# [What the task asks]
Starting at the line that contains "Where can you spot the painted" and continuing through the last line of the entries below, render those lines as a JSON list of strings with one string per line, leaving out any blank lines.

# [Input records]

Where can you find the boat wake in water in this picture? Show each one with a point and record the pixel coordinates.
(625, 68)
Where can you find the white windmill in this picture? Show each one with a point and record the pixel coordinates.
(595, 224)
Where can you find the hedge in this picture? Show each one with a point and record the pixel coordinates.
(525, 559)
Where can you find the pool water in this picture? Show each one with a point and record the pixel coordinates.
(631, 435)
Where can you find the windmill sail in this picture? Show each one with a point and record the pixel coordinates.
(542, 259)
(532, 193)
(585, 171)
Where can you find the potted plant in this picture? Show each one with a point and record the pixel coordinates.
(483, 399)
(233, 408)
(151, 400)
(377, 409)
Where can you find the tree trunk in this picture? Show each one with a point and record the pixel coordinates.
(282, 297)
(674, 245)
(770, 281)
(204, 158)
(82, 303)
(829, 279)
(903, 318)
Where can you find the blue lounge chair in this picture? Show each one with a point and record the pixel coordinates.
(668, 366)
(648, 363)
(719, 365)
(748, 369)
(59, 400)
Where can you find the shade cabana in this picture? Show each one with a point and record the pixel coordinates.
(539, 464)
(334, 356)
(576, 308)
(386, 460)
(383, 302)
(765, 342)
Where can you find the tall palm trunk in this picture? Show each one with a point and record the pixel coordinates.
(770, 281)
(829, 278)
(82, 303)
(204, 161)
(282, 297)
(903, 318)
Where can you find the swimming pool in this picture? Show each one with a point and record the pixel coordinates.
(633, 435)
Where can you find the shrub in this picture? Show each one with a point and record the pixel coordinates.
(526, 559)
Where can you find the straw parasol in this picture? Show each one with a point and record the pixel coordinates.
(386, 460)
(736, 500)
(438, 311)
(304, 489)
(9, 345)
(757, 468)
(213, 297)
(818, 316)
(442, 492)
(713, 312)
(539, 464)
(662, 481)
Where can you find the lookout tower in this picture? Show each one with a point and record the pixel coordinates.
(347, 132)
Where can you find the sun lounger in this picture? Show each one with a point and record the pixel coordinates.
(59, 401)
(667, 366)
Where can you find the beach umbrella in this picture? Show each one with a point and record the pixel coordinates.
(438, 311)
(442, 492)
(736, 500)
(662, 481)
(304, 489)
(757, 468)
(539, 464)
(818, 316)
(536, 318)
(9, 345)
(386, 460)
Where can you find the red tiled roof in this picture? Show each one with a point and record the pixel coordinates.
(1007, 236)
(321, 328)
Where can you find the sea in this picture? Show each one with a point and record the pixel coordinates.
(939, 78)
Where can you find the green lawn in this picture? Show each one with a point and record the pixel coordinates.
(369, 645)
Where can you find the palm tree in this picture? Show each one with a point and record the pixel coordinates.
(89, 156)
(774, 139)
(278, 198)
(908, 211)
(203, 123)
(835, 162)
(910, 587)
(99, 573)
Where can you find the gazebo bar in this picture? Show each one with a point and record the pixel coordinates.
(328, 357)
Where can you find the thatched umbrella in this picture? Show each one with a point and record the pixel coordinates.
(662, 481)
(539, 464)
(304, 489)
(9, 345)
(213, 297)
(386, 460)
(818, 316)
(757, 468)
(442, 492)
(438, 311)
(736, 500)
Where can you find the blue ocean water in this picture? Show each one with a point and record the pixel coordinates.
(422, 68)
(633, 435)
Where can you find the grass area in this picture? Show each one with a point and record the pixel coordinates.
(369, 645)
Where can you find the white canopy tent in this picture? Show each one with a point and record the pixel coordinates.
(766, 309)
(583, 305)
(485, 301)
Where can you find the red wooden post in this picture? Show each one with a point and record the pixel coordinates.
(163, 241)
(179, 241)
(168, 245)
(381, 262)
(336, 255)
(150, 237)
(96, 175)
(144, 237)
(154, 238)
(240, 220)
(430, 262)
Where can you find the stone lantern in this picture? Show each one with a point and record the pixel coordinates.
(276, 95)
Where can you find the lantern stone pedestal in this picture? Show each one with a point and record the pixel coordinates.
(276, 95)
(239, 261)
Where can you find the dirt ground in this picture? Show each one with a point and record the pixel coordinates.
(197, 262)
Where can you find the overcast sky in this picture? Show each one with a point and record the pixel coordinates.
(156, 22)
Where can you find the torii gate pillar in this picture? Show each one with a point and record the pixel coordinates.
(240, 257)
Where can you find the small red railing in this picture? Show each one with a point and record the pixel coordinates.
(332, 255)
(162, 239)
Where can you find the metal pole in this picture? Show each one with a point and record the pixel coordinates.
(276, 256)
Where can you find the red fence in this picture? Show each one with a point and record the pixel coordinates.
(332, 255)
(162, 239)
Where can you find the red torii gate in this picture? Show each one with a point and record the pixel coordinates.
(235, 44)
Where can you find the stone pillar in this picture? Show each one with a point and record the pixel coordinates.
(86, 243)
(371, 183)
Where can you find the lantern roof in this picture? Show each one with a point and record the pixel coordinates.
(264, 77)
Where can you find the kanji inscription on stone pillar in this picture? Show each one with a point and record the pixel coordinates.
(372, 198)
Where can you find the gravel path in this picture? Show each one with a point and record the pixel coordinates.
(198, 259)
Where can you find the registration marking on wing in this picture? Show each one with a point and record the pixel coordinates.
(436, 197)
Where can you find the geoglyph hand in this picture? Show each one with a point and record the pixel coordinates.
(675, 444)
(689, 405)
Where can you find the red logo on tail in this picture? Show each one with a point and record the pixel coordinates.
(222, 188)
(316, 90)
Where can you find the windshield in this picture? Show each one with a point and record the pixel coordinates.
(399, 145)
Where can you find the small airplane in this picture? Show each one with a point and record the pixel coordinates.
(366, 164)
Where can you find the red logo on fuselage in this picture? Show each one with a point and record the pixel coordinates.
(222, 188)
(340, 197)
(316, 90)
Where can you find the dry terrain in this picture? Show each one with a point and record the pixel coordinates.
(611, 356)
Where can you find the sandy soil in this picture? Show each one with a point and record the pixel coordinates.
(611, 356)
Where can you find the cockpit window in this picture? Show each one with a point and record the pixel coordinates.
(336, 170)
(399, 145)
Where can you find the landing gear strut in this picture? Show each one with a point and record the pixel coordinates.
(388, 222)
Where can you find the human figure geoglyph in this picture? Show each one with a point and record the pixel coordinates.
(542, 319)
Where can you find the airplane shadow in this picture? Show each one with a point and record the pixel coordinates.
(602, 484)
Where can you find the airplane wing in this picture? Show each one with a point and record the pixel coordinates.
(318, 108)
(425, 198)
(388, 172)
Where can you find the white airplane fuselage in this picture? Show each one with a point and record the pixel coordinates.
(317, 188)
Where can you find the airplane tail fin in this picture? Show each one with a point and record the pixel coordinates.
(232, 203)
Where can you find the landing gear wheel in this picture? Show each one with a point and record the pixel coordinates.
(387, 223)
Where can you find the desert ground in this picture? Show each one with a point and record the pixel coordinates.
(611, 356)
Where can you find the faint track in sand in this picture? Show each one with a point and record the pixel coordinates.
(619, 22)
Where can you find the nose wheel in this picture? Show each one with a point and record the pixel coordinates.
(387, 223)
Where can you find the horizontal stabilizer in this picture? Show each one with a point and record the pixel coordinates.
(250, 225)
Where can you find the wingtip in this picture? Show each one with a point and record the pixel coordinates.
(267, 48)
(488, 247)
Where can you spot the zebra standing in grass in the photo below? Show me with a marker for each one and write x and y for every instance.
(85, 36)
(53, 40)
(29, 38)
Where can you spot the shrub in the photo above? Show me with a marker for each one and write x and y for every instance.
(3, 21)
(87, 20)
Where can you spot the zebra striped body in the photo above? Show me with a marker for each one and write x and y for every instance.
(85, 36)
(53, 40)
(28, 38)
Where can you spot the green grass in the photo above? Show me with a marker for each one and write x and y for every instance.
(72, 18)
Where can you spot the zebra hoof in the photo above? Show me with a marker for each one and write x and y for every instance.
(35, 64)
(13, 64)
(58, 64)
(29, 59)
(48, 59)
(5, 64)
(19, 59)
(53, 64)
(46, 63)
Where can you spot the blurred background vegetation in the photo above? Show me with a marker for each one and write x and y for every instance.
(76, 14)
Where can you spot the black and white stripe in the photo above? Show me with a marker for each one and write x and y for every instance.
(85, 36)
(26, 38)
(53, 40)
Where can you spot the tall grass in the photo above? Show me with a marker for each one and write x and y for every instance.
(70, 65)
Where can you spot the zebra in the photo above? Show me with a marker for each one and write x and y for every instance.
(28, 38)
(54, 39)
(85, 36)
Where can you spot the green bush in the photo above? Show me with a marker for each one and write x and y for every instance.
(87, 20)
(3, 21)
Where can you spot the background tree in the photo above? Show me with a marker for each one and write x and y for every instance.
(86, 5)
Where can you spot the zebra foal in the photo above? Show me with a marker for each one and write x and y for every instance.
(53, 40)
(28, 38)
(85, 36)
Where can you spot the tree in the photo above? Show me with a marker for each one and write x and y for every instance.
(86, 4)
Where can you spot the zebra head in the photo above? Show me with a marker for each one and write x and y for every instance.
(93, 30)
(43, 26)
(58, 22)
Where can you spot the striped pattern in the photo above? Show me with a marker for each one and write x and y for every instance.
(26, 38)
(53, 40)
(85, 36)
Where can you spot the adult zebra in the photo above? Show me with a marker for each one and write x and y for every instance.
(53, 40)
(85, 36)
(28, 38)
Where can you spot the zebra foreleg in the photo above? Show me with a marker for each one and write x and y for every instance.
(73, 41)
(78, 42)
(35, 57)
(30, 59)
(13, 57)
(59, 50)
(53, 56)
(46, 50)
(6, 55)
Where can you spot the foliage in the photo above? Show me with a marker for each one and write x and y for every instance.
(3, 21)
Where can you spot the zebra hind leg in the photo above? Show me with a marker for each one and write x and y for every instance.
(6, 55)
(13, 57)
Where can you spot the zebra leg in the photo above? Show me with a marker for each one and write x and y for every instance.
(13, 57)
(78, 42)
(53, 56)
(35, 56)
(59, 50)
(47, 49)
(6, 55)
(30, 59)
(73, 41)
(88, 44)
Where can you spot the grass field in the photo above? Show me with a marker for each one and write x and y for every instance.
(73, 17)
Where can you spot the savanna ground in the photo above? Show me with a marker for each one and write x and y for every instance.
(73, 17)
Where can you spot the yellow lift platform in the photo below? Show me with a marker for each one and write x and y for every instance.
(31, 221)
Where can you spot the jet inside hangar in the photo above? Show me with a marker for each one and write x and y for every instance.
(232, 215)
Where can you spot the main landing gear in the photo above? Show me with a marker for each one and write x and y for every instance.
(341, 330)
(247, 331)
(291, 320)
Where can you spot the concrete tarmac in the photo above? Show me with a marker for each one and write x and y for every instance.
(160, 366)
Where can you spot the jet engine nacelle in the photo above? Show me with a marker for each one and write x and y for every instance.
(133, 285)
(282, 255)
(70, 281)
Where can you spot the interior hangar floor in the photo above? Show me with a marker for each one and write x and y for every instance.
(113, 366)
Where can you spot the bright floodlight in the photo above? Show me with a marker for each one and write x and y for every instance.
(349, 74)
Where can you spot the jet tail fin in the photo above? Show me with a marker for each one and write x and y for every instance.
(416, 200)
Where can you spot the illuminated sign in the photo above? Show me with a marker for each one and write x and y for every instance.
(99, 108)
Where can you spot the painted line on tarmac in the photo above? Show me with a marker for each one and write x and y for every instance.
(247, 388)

# [Final result]
[
  "Where can you spot the painted line on tarmac in the photo above? Show me with a marker for each one and write x and y for every instance.",
  "(247, 388)"
]